=== What is needed ===
Copy out the entries below in full and exactly.

=== Input for this task ===

'''

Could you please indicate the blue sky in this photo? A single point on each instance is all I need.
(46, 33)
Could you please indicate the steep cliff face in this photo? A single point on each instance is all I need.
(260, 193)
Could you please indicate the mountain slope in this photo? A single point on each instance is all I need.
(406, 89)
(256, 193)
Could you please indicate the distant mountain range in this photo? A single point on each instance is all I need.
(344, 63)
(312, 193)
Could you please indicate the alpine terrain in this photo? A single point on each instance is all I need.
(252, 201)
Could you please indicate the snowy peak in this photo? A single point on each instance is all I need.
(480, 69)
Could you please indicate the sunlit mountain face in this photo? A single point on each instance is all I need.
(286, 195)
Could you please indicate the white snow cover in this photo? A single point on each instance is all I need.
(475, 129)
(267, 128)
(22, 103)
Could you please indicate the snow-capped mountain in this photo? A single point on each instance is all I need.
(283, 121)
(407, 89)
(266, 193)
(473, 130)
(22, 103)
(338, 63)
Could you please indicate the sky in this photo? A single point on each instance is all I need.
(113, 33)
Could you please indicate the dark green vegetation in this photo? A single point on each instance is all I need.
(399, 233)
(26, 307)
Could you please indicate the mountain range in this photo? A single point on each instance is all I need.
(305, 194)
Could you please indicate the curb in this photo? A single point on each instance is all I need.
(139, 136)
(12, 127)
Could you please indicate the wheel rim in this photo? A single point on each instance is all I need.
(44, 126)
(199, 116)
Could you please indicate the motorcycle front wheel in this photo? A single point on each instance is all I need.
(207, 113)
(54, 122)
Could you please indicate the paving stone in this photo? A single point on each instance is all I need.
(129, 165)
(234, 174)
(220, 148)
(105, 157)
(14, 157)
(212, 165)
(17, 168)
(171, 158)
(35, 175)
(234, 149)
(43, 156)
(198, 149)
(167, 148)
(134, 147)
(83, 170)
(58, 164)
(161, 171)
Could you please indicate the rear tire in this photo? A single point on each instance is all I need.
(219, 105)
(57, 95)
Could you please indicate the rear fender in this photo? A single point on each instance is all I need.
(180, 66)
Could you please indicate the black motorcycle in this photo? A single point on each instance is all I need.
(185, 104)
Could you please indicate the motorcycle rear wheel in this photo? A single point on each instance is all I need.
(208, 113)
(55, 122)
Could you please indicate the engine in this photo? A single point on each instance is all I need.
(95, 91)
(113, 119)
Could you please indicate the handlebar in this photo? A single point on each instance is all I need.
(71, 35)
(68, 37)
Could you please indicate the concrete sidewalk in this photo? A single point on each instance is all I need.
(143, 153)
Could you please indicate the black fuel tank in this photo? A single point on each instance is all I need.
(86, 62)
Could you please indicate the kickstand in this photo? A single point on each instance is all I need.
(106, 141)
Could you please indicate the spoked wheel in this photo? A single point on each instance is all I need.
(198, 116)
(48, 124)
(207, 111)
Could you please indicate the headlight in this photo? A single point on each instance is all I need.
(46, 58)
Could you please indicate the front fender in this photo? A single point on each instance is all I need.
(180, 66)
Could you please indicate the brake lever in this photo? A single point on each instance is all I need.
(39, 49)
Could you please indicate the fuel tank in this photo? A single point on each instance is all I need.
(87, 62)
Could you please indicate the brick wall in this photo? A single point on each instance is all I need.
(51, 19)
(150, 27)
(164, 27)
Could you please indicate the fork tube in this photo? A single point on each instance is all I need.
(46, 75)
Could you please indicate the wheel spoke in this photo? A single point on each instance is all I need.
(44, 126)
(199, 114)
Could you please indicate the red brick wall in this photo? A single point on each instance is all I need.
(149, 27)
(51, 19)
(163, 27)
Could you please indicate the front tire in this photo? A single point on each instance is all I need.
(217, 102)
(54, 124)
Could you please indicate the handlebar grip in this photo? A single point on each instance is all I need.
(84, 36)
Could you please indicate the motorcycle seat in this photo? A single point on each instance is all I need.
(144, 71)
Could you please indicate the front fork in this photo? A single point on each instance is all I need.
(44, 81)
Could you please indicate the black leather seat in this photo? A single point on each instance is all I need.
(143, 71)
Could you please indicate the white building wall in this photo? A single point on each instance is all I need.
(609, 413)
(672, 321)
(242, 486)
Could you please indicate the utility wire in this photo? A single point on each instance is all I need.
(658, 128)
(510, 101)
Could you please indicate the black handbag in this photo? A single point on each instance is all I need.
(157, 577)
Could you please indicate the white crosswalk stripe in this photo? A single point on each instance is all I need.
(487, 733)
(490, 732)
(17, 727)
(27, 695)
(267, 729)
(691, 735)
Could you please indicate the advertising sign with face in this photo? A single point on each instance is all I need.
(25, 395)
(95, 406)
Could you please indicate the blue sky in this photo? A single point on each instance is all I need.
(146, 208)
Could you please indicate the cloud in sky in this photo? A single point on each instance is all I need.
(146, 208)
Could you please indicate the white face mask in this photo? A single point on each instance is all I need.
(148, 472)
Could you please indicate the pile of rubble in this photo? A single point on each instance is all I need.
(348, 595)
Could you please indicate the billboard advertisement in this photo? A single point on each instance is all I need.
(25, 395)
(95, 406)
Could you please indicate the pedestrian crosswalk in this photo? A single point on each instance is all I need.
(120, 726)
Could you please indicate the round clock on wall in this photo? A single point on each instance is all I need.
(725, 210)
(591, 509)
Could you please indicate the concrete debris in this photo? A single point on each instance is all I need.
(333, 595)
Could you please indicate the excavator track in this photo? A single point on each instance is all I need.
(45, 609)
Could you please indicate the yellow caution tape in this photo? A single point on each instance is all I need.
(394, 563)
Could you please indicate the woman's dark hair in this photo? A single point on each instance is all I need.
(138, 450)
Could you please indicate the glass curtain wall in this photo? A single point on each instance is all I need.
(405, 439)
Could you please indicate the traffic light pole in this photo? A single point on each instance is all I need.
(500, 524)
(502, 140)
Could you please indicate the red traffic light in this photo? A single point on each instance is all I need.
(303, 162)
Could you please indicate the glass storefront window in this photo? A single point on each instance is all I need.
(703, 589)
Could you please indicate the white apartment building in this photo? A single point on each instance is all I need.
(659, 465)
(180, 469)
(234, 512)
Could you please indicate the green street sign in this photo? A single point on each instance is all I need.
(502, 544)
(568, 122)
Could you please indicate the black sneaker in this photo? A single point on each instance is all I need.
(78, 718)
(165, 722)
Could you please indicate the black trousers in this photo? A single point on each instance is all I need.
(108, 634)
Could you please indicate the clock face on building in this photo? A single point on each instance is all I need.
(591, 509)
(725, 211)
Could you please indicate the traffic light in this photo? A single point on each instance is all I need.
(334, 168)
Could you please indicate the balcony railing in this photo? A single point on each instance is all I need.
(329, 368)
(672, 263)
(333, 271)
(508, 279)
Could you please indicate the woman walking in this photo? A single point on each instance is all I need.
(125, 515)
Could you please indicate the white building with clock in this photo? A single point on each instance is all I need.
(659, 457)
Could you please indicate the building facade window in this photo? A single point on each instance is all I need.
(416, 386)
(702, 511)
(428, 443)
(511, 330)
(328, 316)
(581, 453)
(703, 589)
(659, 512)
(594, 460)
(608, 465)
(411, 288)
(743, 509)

'''

=== Solution to this problem ===
Could you please indicate the blue sky in this photo? A single point on each instance is all I need.
(46, 33)
Could you please indicate the steep cliff face in this photo? A single point on each instance is all I need.
(260, 193)
Could you please indicate the mountain slope in this photo? A single point on each instance is all I need.
(406, 89)
(256, 193)
Could you please indicate the distant mountain range in this photo? A single point on each instance is all I need.
(344, 63)
(312, 193)
Could you please indicate the alpine terrain in this photo? A single point on each instance is all I need.
(252, 201)
Could you please indicate the snowy peak in this photo? A single point on each instance is all I need.
(480, 69)
Could you please indicate the sunlit mountain face in this photo? A single point on each instance is all I need.
(286, 195)
Could you please indicate the white snow cover in this photo? A single point on each instance is all I need.
(475, 129)
(267, 128)
(22, 103)
Could you please indicate the snow-capped mountain in this photo? A single point on each instance is all I need.
(283, 121)
(407, 89)
(266, 193)
(473, 130)
(22, 103)
(338, 63)
Could you please indicate the sky in this photo? A single point on each instance is all I need.
(113, 33)
Could you please indicate the dark green vegetation in this photo? A single point on each instance is all I need.
(399, 233)
(26, 307)
Could you please indicate the mountain range in this photo? A single point on each instance is all I need.
(305, 194)
Could you please indicate the curb in this photo? A single point on each instance is all I need.
(139, 136)
(12, 127)
Could you please indicate the wheel rim in this photo? A single point on each instance is all I need.
(44, 126)
(199, 116)
Could you please indicate the motorcycle front wheel in this photo? A single point on each instance is all I need.
(207, 113)
(54, 122)
Could you please indicate the paving stone in this photo? A single point on each instance is all I need.
(129, 165)
(234, 174)
(220, 148)
(105, 157)
(14, 157)
(212, 165)
(17, 168)
(171, 158)
(35, 175)
(234, 149)
(43, 156)
(198, 149)
(167, 148)
(134, 147)
(83, 170)
(58, 164)
(161, 171)
Could you please indicate the rear tire in this photo? A single point on each instance is all I need.
(219, 105)
(57, 95)
Could you please indicate the rear fender in this photo? A single point on each instance is all I need.
(180, 66)
Could you please indicate the black motorcycle in this photo? A single point on each instance is all I need.
(185, 104)
Could you please indicate the motorcycle rear wheel in this photo? A single point on each instance is all I need.
(208, 113)
(55, 122)
Could you please indicate the engine in this photo? A single point on each instance is all I need.
(95, 91)
(113, 119)
Could you please indicate the handlebar in this photo? A single point on each instance is all I need.
(71, 35)
(68, 37)
Could you please indicate the concrete sidewalk in this photo? A single point on each instance is all I need.
(143, 153)
Could you please indicate the black fuel tank in this photo? A single point on each instance is all I need.
(86, 62)
Could you please indicate the kickstand in this photo? A single point on each instance is all I need.
(106, 141)
Could you please indicate the spoked wheel in this photo? A single point on each instance is all I need.
(198, 116)
(48, 124)
(207, 111)
Could you please indicate the headlight in this photo? A single point on each instance is all I need.
(46, 58)
Could you please indicate the front fender in this photo? A single point on each instance is all I need.
(180, 66)
Could you please indicate the brake lever in this photo? A single point on each instance is all I need.
(39, 49)
Could you please indicate the fuel tank in this photo? A single point on each instance is all I need.
(87, 62)
Could you please indicate the brick wall in this photo? A single point on each instance is all I need.
(51, 19)
(150, 27)
(164, 27)
Could you please indicate the fork tube in this photo? A single point on each instance is all I need.
(46, 75)
Could you please indicate the wheel spoke in this photo? A single point on each instance is all I need.
(44, 126)
(199, 114)
Could you please indicate the red brick wall in this photo? A single point on each instance is all I need.
(149, 27)
(51, 19)
(163, 27)
Could you please indicate the front tire in this photo? A single point on each instance is all I need.
(217, 102)
(54, 124)
Could you please indicate the handlebar grip in this photo? A single point on each instance is all I need.
(84, 36)
Could you please indicate the motorcycle seat in this photo? A single point on each instance is all I need.
(144, 71)
Could you please indicate the front fork in this photo? A single point on each instance is all I need.
(44, 81)
Could you please indicate the black leather seat in this photo? A single point on each instance is all I need.
(143, 71)
Could you please indicate the white building wall in this photo? A single point on each instance is all I need.
(609, 413)
(672, 321)
(242, 486)
Could you please indicate the utility wire in this photo? A single point on each instance is all I need.
(658, 128)
(510, 101)
Could you please indicate the black handbag in this photo? A single point on each instance is all I need.
(157, 577)
Could you please indicate the white crosswalk stripe in this photo? A single point on each instance is all I need.
(487, 733)
(490, 732)
(17, 727)
(27, 695)
(267, 729)
(691, 735)
Could you please indicate the advertising sign with face in this photo? A single point on each instance is all I need.
(25, 395)
(95, 406)
Could you please indicate the blue sky in this photo? A single point on each instance is all I need.
(146, 208)
Could you please indicate the cloud in sky in this photo? A single point on each instance is all I need.
(146, 208)
Could you please indicate the white face mask in this photo? A single point on each instance is all I need.
(148, 472)
Could you please indicate the pile of rubble in this photo? A single point on each instance is all I need.
(348, 595)
Could you please indicate the billboard advertisement in this photo? A single point on each instance is all I need.
(25, 395)
(95, 406)
Could you please indicate the pedestrian crosswalk in this photo? A single point on each instance is all I need.
(120, 726)
Could you please indicate the round clock on wall in this photo? A single point on each instance is all I need.
(725, 210)
(591, 509)
Could you please indicate the concrete debris in this photo? A single point on each instance is all I need.
(333, 595)
Could you please indicate the excavator track in this photo? A single point on each instance is all I need.
(45, 609)
Could you please indicate the yellow caution tape in this photo? A single point on each instance is all I need.
(394, 563)
Could you please indicate the woman's dark hair in this photo? A single point on each instance is all I need.
(138, 450)
Could you please indicate the glass curtain wall in this photo? A single point on each instance is all I need.
(405, 439)
Could you please indicate the traffic light pole in this photo? A single point on each instance is all I need.
(500, 524)
(502, 140)
Could you please indicate the red traffic light in this photo? A single point on each instance is all I need.
(303, 162)
Could you please indicate the glass storefront window in this photo? A single point on each instance is all I need.
(703, 589)
Could you please indicate the white apartment building in this photo? A single point on each instance is all I need.
(659, 465)
(180, 469)
(234, 512)
Could you please indicate the green street sign in this photo? A single point on each instance is all I need.
(502, 544)
(568, 122)
Could you please indicate the black sneaker in this photo? A single point on each instance is all I need.
(78, 718)
(165, 722)
Could you please indicate the black trousers in this photo? A single point on each instance is all I need.
(108, 634)
Could you please indicate the clock face on building in this photo? A single point on each instance is all I need.
(591, 509)
(725, 211)
Could you please indicate the traffic light in this photo? A single point on each instance is all I need.
(334, 168)
Could you please indicate the balcony railing in this photo? A single point on each instance is all I need.
(329, 368)
(672, 263)
(333, 271)
(508, 279)
Could you please indicate the woman walking in this photo? A single point on each instance is all I need.
(125, 515)
Could you please indicate the white building with clock in this photo? A single point on each instance is all I need.
(659, 457)
Could you please indicate the building facade window in this photo? A single point on each instance is all I need.
(416, 386)
(702, 511)
(428, 443)
(511, 330)
(328, 316)
(581, 453)
(703, 589)
(659, 512)
(594, 460)
(608, 465)
(411, 288)
(743, 509)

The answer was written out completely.